■ Data ■
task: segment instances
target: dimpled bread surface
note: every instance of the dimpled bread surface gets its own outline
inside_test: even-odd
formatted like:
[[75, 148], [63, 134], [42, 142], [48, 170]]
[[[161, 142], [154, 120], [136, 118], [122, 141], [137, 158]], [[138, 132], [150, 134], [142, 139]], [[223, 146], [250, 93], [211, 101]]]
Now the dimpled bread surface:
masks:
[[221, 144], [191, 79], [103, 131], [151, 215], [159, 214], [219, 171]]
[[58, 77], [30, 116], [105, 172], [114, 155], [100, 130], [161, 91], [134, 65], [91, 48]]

■ About this exercise ■
When a line in the material above holds the word "bread", copy that line.

■ Answer section ■
target: dimpled bread surface
note: every instance of the dimpled bread surface gets its own outline
Now the dimpled bread surface:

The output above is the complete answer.